- **Input material**:
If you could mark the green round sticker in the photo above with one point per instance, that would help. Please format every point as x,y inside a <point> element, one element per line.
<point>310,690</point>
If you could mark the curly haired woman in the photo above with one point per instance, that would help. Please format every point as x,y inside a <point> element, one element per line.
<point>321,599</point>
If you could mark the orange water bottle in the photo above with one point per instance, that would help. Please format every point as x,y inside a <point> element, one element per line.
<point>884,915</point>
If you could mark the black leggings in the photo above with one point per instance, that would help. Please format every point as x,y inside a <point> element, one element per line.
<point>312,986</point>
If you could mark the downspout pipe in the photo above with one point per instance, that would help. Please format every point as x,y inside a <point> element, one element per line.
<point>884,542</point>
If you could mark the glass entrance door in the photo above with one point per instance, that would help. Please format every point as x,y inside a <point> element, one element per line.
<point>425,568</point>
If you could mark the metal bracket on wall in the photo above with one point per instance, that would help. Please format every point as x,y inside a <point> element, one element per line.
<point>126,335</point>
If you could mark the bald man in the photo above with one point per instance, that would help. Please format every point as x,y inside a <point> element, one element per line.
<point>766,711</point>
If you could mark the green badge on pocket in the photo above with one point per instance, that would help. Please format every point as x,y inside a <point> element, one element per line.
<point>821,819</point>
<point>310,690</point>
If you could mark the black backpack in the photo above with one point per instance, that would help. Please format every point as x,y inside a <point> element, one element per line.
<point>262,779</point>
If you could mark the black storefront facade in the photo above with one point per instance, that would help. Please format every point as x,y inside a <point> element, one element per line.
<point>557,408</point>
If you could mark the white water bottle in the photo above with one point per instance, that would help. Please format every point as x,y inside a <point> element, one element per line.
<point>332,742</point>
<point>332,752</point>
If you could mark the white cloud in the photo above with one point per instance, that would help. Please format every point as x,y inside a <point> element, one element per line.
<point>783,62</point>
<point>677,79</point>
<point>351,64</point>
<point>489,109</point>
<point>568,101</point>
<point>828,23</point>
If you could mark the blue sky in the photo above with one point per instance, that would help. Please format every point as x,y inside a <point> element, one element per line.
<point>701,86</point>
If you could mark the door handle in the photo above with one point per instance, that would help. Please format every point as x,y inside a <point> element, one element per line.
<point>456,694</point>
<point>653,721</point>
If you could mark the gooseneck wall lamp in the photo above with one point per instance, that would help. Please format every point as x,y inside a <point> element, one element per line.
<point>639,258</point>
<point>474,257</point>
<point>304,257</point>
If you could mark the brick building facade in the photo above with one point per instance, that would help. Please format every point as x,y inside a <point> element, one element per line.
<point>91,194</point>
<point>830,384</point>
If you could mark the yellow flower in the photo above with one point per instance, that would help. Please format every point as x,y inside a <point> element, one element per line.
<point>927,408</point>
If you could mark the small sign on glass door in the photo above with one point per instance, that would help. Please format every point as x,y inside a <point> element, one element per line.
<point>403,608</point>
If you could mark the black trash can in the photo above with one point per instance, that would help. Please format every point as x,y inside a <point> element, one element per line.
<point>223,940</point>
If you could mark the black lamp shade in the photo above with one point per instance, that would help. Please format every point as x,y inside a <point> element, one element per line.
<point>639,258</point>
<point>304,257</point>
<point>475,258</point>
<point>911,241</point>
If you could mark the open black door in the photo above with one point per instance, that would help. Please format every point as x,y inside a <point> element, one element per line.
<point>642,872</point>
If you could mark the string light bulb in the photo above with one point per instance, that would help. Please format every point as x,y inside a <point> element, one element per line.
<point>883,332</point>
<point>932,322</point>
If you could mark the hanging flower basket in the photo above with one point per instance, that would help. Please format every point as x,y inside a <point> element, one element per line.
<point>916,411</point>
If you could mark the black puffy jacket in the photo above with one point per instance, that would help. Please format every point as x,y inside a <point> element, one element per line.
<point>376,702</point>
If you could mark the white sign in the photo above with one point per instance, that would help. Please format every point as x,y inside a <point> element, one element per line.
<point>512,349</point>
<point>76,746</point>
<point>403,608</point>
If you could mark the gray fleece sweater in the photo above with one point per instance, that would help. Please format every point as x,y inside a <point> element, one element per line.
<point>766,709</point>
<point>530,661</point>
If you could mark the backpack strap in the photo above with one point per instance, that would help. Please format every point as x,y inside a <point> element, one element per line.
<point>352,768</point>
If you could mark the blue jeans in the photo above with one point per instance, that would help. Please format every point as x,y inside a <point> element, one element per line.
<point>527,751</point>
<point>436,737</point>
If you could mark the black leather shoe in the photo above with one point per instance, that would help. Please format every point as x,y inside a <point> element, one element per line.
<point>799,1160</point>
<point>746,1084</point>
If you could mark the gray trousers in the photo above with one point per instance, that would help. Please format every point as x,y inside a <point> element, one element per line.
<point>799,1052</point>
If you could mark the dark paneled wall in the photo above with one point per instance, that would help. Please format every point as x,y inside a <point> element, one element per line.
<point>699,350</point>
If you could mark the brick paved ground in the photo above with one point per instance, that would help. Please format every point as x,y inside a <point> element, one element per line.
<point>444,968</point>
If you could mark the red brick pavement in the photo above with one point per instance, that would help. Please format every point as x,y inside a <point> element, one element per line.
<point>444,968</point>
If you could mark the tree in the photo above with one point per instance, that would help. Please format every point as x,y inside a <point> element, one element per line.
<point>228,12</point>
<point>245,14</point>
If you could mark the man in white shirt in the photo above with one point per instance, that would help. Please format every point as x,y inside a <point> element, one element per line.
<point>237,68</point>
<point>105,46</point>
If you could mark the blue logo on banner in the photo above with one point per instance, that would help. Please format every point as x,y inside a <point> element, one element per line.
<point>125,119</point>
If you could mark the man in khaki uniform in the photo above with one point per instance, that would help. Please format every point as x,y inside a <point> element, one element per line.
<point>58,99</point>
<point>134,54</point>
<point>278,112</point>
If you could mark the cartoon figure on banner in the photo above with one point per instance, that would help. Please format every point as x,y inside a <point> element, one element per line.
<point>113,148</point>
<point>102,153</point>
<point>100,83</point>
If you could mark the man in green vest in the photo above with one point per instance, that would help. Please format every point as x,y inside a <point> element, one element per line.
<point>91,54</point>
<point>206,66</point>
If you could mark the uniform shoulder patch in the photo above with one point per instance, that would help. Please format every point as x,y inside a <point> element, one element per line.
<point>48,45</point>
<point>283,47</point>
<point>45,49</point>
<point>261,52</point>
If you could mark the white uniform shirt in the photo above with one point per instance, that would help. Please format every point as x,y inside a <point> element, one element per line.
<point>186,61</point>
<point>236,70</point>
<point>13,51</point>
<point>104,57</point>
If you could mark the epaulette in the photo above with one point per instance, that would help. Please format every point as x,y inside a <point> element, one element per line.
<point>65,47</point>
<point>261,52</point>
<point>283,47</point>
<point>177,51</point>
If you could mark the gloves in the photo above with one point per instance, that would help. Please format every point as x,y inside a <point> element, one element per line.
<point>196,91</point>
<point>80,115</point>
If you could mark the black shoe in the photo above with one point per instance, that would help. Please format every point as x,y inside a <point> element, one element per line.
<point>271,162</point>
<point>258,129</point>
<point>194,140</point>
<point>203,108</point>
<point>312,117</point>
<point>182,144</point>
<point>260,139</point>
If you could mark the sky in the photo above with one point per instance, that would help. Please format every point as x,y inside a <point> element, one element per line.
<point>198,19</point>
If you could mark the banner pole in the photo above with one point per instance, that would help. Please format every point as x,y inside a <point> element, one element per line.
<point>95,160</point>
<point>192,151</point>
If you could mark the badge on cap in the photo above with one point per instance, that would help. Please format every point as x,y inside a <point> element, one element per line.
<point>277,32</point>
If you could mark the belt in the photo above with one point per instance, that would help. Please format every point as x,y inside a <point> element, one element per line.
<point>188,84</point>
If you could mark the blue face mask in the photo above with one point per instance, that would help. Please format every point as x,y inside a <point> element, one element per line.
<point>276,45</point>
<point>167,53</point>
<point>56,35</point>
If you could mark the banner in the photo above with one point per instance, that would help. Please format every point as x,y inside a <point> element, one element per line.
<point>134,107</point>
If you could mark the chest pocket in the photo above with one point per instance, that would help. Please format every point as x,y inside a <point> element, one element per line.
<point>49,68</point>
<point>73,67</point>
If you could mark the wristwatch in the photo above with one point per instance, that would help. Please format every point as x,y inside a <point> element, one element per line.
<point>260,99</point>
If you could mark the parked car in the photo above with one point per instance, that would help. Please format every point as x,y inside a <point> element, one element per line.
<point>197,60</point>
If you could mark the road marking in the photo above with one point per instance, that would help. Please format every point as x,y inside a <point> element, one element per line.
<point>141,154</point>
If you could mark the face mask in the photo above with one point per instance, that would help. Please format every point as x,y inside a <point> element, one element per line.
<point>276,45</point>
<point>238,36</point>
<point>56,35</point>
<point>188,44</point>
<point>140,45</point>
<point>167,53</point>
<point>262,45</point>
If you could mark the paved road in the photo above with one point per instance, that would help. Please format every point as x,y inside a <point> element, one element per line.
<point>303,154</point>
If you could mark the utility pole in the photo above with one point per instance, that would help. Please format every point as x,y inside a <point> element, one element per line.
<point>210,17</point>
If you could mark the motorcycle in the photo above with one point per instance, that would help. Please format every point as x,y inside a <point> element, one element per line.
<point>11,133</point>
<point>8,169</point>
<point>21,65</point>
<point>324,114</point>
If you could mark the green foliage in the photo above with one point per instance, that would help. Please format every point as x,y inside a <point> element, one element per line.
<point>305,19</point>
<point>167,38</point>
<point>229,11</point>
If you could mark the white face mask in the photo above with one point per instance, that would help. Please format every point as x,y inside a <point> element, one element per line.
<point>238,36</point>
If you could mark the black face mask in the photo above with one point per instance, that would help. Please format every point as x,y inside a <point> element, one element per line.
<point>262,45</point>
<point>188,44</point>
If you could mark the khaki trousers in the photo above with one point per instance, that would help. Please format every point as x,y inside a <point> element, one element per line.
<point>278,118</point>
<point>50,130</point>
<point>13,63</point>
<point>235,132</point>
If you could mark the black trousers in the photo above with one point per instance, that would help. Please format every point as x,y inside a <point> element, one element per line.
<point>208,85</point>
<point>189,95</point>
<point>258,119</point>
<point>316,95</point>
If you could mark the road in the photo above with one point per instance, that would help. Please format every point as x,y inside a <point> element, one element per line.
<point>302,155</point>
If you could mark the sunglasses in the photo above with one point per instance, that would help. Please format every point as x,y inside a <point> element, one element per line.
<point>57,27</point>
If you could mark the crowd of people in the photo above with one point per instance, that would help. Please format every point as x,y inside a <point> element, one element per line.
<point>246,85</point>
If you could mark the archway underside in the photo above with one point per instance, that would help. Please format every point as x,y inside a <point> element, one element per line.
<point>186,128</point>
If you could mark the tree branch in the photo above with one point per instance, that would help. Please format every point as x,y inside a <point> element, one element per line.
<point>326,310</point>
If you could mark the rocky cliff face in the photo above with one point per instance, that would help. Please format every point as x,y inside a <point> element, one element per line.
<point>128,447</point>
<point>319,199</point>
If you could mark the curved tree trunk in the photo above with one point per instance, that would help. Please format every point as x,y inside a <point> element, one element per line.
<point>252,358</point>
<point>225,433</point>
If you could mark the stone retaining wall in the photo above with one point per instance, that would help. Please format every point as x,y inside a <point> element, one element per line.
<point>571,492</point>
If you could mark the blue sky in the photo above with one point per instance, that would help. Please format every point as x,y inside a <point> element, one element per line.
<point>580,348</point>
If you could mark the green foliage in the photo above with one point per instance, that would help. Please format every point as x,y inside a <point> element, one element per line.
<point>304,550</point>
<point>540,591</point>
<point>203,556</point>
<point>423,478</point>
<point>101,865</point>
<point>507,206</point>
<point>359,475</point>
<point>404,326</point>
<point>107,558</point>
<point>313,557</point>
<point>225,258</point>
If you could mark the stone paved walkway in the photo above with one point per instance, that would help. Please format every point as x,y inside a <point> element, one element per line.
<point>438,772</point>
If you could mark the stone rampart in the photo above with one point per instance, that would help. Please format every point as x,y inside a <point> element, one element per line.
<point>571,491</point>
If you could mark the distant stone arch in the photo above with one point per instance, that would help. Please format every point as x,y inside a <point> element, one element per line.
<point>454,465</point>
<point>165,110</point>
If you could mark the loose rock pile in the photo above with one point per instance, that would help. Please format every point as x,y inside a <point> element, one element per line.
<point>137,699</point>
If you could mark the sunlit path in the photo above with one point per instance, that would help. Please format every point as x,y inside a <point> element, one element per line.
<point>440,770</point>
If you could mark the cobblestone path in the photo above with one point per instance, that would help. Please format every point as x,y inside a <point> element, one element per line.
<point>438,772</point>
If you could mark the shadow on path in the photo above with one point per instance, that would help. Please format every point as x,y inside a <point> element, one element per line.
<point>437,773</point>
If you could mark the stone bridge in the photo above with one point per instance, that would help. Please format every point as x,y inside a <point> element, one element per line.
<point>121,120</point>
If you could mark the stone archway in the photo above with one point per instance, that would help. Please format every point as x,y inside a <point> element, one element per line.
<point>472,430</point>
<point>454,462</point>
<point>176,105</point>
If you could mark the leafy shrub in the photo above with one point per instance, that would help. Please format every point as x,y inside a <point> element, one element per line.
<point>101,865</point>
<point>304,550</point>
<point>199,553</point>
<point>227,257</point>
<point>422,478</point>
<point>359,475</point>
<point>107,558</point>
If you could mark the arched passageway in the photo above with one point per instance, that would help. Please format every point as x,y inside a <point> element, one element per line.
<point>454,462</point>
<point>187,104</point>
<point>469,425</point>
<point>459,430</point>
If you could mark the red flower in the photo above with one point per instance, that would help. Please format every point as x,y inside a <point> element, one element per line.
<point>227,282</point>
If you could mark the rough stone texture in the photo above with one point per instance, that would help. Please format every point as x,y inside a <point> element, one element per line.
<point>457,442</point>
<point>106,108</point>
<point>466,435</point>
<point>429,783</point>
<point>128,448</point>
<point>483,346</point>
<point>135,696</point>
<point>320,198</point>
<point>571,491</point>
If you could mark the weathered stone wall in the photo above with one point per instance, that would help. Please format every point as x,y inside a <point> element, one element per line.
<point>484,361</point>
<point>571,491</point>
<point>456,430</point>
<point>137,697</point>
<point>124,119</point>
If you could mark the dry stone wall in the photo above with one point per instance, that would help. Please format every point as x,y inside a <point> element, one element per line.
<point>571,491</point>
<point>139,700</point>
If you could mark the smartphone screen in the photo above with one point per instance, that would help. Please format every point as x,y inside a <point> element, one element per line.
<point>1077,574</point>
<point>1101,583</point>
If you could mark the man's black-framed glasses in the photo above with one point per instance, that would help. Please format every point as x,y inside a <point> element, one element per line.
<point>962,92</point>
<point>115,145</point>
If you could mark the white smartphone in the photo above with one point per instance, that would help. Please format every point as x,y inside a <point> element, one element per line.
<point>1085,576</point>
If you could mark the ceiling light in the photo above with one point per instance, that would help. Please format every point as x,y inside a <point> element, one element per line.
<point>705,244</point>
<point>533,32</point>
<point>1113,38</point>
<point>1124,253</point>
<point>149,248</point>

- **Exercise**: Please output the line that contains "If you could mark the ceiling" and every line after it in the entries above, exactly, and nothing more.

- **Written reply**:
If you could mark the ceiling light in the photo above with one point per instance, that would help. Please format every point as x,y inside a <point> element, one element per line.
<point>705,244</point>
<point>533,32</point>
<point>1113,38</point>
<point>1124,253</point>
<point>149,248</point>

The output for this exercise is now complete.